◆ **DESCRIPTION OF THE TASK**
Go over the entries and report the lines where the word "with" occurs.

◆ **SUPPLIED DATA**
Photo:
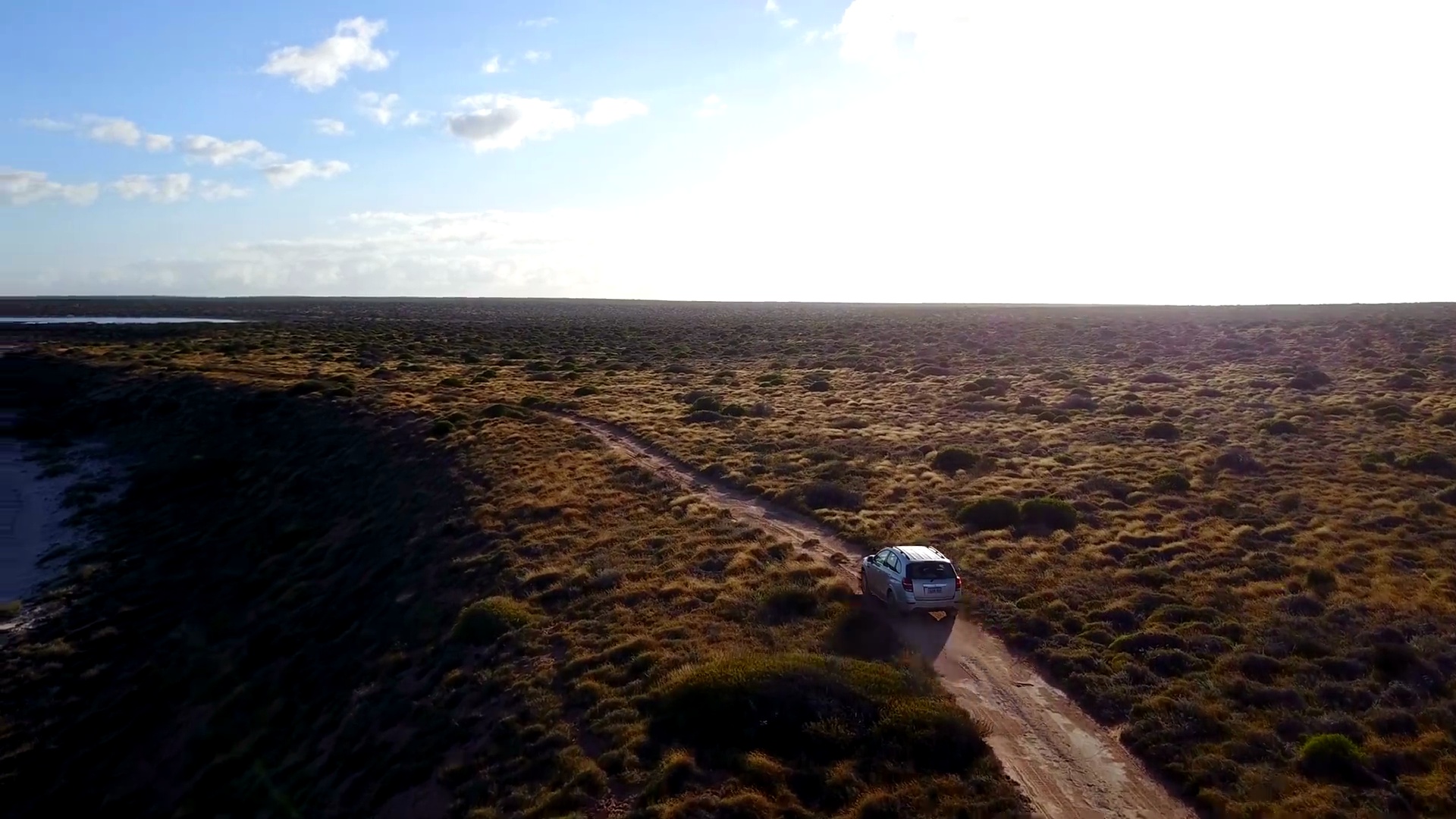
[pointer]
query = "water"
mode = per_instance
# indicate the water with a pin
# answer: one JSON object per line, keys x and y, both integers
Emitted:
--
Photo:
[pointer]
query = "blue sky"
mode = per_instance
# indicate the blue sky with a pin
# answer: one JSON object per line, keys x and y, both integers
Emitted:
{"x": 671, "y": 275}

◆ **RESPONSE AREA**
# indicate the water with a pin
# indicate the blue sky with a pin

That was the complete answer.